[PROBLEM TO WORK ON]: Return nothing but the lines from the line containing "ocean in the photo above." through the last line of the records, reproduced exactly.

[AVAILABLE RECORDS]:
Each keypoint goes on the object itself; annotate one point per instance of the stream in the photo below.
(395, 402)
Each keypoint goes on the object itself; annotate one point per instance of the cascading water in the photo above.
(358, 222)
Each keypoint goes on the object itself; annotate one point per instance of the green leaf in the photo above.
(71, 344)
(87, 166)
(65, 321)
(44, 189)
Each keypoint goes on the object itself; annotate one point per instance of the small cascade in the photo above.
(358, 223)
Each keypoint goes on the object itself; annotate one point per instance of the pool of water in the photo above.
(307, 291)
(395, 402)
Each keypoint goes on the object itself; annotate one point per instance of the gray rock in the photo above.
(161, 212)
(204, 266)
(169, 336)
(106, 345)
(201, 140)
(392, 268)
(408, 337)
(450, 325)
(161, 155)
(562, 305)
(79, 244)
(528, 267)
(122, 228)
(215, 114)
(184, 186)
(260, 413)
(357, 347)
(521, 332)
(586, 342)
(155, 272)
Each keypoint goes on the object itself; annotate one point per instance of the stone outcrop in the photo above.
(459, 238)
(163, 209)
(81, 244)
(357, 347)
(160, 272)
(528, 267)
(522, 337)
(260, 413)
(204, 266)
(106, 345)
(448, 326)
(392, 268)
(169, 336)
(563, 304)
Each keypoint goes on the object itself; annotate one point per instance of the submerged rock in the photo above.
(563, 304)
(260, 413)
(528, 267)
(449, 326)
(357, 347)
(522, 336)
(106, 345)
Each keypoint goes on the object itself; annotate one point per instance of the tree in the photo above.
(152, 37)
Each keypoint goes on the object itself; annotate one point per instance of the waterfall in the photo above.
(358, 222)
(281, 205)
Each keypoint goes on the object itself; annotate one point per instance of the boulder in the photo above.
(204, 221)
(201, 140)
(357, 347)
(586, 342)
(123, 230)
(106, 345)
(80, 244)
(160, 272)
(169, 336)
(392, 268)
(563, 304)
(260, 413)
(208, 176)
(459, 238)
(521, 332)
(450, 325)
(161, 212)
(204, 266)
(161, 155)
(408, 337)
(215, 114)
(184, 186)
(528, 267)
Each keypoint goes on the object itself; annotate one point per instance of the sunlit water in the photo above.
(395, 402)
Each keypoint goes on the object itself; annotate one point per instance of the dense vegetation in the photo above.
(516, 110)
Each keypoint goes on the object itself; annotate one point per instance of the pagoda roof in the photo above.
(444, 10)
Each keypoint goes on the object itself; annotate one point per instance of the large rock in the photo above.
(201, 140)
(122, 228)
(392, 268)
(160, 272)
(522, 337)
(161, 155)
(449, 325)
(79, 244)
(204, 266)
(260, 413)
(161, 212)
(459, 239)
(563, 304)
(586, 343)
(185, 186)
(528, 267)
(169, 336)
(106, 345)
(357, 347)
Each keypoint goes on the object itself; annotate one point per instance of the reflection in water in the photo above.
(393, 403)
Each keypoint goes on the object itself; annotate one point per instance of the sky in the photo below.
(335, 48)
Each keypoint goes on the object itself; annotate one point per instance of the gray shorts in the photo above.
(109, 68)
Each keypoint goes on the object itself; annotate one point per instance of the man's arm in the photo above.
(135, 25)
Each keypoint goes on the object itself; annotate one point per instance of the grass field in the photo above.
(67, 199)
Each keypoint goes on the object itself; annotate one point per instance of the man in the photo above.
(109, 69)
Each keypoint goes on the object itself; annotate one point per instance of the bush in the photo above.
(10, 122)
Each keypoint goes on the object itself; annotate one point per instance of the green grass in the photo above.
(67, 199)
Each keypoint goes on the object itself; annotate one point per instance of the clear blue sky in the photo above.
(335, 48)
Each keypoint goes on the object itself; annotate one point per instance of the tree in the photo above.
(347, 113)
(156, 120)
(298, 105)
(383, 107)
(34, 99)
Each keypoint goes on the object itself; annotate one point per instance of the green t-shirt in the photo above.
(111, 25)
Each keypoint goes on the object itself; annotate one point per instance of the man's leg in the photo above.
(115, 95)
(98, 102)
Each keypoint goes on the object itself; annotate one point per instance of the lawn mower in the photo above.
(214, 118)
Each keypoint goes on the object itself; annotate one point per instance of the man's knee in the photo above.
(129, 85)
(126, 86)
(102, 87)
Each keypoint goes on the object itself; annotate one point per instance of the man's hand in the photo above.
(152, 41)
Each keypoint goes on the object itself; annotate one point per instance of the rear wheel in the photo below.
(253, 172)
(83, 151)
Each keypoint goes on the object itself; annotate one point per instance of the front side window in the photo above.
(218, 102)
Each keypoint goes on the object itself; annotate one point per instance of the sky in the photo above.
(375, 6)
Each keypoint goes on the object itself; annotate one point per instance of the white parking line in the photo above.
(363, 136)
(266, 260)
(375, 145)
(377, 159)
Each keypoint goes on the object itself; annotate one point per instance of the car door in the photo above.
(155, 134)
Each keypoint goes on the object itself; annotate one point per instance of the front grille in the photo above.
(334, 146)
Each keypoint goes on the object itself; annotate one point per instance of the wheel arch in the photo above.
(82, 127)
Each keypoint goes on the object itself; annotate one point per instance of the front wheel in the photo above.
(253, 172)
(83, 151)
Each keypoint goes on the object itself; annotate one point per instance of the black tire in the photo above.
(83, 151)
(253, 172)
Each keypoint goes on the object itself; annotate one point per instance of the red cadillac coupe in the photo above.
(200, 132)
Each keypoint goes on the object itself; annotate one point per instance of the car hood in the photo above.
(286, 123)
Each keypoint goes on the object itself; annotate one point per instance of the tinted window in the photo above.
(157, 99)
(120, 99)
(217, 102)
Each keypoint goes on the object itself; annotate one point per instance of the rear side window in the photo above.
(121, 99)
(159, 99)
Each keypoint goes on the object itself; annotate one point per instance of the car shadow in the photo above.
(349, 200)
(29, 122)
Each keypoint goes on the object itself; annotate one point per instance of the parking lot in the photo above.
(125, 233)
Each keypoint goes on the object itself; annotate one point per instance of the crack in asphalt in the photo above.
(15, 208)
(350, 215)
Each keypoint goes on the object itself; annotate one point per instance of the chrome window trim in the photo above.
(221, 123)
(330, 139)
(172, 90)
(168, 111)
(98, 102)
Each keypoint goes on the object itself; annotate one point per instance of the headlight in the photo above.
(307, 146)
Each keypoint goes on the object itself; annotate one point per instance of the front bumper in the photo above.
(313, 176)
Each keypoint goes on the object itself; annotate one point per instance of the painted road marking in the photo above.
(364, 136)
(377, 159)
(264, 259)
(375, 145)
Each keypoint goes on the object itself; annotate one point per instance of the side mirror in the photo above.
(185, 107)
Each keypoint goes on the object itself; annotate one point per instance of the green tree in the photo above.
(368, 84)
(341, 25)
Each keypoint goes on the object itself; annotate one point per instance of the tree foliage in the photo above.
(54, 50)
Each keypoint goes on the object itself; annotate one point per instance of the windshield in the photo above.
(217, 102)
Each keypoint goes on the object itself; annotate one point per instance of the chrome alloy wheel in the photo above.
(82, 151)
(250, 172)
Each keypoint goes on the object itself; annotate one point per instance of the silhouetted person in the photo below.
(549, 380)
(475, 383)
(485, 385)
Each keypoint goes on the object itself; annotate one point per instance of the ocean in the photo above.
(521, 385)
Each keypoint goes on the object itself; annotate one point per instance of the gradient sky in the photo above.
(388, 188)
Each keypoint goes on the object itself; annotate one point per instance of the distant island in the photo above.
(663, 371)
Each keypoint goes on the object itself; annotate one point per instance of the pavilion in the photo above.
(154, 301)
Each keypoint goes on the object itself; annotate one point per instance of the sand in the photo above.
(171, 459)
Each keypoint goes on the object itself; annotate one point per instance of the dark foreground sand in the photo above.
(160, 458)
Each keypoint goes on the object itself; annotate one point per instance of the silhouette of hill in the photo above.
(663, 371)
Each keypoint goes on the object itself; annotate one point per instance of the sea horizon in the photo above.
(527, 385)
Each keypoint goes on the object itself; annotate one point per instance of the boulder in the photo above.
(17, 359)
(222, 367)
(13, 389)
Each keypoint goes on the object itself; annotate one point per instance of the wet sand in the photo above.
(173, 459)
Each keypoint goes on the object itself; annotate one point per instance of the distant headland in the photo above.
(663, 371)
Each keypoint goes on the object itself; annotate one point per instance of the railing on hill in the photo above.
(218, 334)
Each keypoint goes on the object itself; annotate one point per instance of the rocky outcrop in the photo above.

[RESPONSE FOR THIS EXERCISE]:
Each keypoint goes on the object itself; annotate one point per instance of the ocean in the photo above.
(521, 385)
Each keypoint goes on the object itself; annotate one point per instance of the gradient sky in the photo above.
(388, 188)
Each keypoint goes on the object itself; annotate one point per instance of the distant island in the photo above.
(663, 371)
Each keypoint goes on the object itself; annotate one point per instance of the pavilion in the photo above.
(154, 301)
Each keypoint goes on the object itself; annotate one point per instance of the sand in the photo above.
(171, 459)
Each keypoint goes on the object itself; annotate one point per instance of the dark foreground sand in the photo above.
(160, 458)
Each keypoint goes on the object itself; annotate one point per instance of the silhouette of hill in the photo above.
(663, 371)
Each keypoint goes on the object itself; annotate one point per instance of the sea horizon in the photo above.
(527, 385)
Each keypoint goes on the object itself; annotate one point per instance of the boulder in the photo above.
(17, 359)
(222, 367)
(13, 389)
Each keypoint goes on the object itself; annotate one point per instance of the wet sand in the photo above.
(173, 459)
Each keypoint goes on the object itself; annotate one point per instance of the distant headland in the photo above.
(663, 371)
Each keypoint goes on the object itself; annotate one point per instance of the railing on hill in the photo above.
(218, 334)
Each keypoint goes on the object itself; annotate one point per instance of the rocky outcrop in the photo above.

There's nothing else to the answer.